* READING TEXT *
◇ ◇ ◇ ◇ ◇

After some more investigation of our Neural Network model, we have refined our Monte Carlo flipping rules, have stored more than one pattern in our neural network, and have determined that, effectively, the inverse of a certain pattern is equivalent to the initial pattern (they both are energy minima).  Before we delve into these results, we will clear up some questions about our original data post.

Outline:

1. Physics from Statistical Mechanics?

2. A Neural Network

3. Monte Carlo Method

4. Project Goals

5. Constant Energy?

6. Flow Diagram

7. Energy Values

8. Flipping Conditions

9. User Friendly Code

10. Unique Random Pattern

11. J-matrices for A, B,  and their average

1. Physics from Statistical Mechanics?

The model that we are using, the grid of neurons that are either in position +1 or -1, is very similar to the Ising Model (introduced in Chapter 8 of our text), but with some modifications that make it appropriate for modeling brains.  The Ising Model was originally created for studying the magnetic spins of solids and how they interact at different temperatures to explain ferromagnetism vs. paramagnetism, and how those change with phase transitions.  In this model, physics from statistical mechanics is used to see how the magnetic spins interact with a heat bath (temperature is non zero), as well as how they interact with each other: sometimes the spins will flip randomly because of heat bath interactions.  Our neural network model is essentially the Ising model with temperature equal to zero: our neurons never flip randomly on their own, but only in response to their connections with other neurons.  So our model does not use any physics from statistical mechanics, but uses a technique (the Monte Carlo method, which decides whether or not neurons (spins) should be flipped) that is used for many other applications as well.

1.  A Neural Network

A neural network, in our model, is a grid of neurons (which can have value +1 or -1 only, on or off, firing or not firing), which are completely interconnected (each neuron is connected to every other neuron).  The J matrix is where the connections between neurons are stored, and so the “memory” of the system is contained in the J matrix.  Patterns can be stored in these neural networks, and, if done correctly, stored patterns can be recalled from distorted versions of them.  The way that the neural network travels from the input pattern to the output pattern is via the Monte Carlo method.

1. Monte Carlo Method

The Monte Carlo method is essentially just a way of deciding which neurons to flip, the goal, in this case, being to change the input pattern into one of the patterns that have been stored in the neural network.  The Monte Carlo method checks every neuron, decides if it should be flipped based on certain flipping rules, flips if necessary, and then goes onto the next neuron.  Once every neuron has been given the chance to flip, one Monte Carlo sweep has been done.  The details of the flipping rules depend on the model.  The flow diagram of our general code (in post below) explains our specific Monte Carlo flipping rules in greater detail.

For our neural network, we want to keep doing Monte Carlo sweeps until the output is equal to one of the stored patterns, which is when we say that the pattern has been recalled.  We also want to keep track of how many sweeps it takes to get there, because this is some measure of the speed of the system.  The flow diagram again goes into greater specific detail.

1. Project Goals

Our goal in this project is to investigate the neural network model presented in the text.  First we had to get it working in the first place (meaning we had to be able to store and successfully recall patterns in a neural network), and then we planned on investigating the properties of this model, such as how long memory recall takes for different patterns and different systems, how many patterns could be stored in a single neural network at the same time, how performance of the network changes as more patterns are stored, etc.  How many of these questions we will get to by the end of this project is another story, but we will do our best.

◇ ◇ ◇ ◇ ◇

* DATA SECTION *
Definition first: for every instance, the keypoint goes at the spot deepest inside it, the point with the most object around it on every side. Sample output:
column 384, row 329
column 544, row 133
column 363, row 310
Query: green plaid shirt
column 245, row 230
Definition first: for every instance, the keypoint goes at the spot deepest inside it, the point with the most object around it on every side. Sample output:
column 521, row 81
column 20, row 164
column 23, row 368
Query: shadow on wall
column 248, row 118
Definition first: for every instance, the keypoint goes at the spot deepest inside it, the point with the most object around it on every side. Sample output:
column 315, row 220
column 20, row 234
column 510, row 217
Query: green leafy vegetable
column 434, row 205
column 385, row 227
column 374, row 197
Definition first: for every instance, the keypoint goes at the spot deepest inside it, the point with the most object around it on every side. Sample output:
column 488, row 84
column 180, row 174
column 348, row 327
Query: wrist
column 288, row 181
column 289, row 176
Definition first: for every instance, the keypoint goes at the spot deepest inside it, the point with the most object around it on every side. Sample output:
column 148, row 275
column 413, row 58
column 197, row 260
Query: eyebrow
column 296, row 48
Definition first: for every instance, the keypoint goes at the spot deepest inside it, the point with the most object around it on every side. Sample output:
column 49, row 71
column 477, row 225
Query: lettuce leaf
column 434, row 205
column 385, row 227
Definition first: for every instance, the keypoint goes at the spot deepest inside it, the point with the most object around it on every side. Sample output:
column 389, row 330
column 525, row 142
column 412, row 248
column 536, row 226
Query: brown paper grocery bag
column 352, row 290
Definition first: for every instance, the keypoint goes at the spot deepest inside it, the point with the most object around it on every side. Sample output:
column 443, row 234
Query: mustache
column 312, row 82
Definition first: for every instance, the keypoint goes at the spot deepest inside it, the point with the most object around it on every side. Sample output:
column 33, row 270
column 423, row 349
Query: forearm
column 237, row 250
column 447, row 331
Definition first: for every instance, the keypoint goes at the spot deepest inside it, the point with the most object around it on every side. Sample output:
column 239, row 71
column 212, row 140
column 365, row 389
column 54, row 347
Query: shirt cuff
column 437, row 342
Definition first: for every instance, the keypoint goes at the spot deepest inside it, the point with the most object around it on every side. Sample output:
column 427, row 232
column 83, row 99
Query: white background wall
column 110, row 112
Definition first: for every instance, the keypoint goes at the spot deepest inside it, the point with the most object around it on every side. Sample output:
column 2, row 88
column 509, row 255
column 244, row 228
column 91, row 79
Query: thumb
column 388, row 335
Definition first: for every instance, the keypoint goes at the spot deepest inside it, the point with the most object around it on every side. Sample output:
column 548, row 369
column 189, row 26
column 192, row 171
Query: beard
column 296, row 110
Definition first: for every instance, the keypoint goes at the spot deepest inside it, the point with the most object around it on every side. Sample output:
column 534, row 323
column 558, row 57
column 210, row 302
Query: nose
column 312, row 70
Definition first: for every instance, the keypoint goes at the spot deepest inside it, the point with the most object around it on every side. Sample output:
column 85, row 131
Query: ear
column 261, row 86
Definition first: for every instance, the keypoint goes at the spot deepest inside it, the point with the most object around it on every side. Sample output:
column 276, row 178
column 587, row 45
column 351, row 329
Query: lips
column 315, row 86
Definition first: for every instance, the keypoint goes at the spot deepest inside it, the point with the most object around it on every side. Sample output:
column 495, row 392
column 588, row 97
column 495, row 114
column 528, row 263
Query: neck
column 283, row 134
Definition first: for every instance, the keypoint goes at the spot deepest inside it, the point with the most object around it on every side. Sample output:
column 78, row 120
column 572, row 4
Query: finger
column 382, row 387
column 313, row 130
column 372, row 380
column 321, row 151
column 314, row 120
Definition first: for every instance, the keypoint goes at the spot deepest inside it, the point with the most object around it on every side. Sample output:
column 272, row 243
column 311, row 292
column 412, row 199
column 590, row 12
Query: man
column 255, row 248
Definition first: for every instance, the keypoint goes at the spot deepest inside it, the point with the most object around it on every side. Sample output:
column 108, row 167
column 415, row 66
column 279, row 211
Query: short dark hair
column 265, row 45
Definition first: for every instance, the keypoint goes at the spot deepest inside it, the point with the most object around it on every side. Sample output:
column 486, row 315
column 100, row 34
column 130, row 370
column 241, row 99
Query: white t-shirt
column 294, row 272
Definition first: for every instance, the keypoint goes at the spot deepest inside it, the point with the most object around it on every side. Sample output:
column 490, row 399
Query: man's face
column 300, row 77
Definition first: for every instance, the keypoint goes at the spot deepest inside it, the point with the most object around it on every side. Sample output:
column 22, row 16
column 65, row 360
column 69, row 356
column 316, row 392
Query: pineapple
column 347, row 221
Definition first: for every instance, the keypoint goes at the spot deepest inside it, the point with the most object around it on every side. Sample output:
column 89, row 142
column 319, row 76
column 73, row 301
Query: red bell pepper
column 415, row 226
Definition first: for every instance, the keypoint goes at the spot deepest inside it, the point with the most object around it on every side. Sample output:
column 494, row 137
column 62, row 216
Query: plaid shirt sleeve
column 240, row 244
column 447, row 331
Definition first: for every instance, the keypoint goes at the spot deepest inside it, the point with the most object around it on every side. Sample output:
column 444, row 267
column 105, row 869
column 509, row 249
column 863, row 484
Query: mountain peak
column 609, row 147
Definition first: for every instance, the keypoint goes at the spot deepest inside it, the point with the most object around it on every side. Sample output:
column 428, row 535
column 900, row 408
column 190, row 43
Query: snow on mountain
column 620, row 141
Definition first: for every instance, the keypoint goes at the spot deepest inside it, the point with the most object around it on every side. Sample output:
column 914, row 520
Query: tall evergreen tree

◇ ◇ ◇ ◇ ◇

* WHAT YOU WILL DO *
a – According to the neural network post, in which matrix is the memory of the system contained?
b – Render the following sentence from the neural network post into Spanish: "Once every neuron has been given the chance to flip, one Monte Carlo sweep has been done."
c – Write the next part of the neural network post, beginning immediately after its final sentence.
The data were drawn from a separate source.

* FINAL ANSWERS *
a – The memory of the system is contained in the J matrix.

b – Una vez que a cada neurona se le ha dado la oportunidad de invertirse, se ha completado un barrido de Monte Carlo.

c –
1.  Constant Energy?

The energy of the system, calculated with Equation 12.14 in the text

is different for each different state that the system is currently in.  The way that the whole neural network stores patterns is the way that the J matrix is created.  It is created in such a way that the desired stored pattern(s) are energy minima of the system.  Because our Monte Carlo method flips neurons in a way that lowers the total energy of the system, our process should drive P_in towards one of the stored patterns, and stop once it reaches a minimum.  Figure 1 (inspired from figure 12.30 in the text) is helpful for visualization of this energy minima concept, and how stored patterns “trap” the Monte Carlo method and prevent the pattern from changing with further sweeps.  When the Monte Carlo method reaches one of the minima and finds a stable pattern (which is almost always one of the stored patterns, or its inverse (discussed below)), it cannot escape from this energy minima.  If this minima is equal to one of the stored patterns (or its inverse, discussed below), then our code stops and displays the output.  When this happens, we say that our system “recalled” the output pattern.  We also have a condition that stops our code after a large number of Monte Carlo sweeps (1000) and displays the output, regardless of whether or not recall was successful.  This is needed because sometimes the code gets stuck in a shallow energy minimum that is not equal to one of the stored patterns or one of its inverses.  In this case. we want to still display our results and see what went wrong (what pattern our neural network got stuck on).

Figure 1: Schematic energy landscape. Each energy minima represents one of the stored patterns. When we give our neural network a specific pattern it produces a pattern with the same or lower energy than the initial pattern.

6.   Flow Diagram

The attached flow diagram provides a step by step guide for our code. This diagram also explains how our neural network functions when performing pattern recognition.

1. Energy Values

We created a code that calculates the energy value for our stored patterns, their inverse, and a randomly generated pattern. Within this code (Energy Calculating Code) you can determine the minimum energy required to flip the neurons from active to inactive or vice versa within our neural network. We want the minimum energy value because this means that our neural network doesn’t need to exert a lot of energy in order to perform pattern recognition.

The energy minima for the stored pattern is much more smaller than that for the randomly generated pattern. This is so because our stored patterns have an order about them that the random pattern lacks. The energy values for the stored patterns and their inverse is -5000.The energy values for the random pattern is always greater than -5000 and close to but never greater than zero.

Furthermore, because the energy minimums are the same for both the stored patterns and their inverses we can assume that the stored pattern and its inverse are the same. In other words, our code starts of with black-blocked letters and the inverse is white-blocked letters. Although, white and black are two different colors, they represent the same letter, due to both of them having identical energies. This phenomenon occurs because if we distort the stored pattern by 80-90% it takes less energy to get to the inverse image than to the proper image, thus the inverse image is displayed as our P_out. In order to avoid this confusion, we set a condition that changes the inverse image back to the proper image.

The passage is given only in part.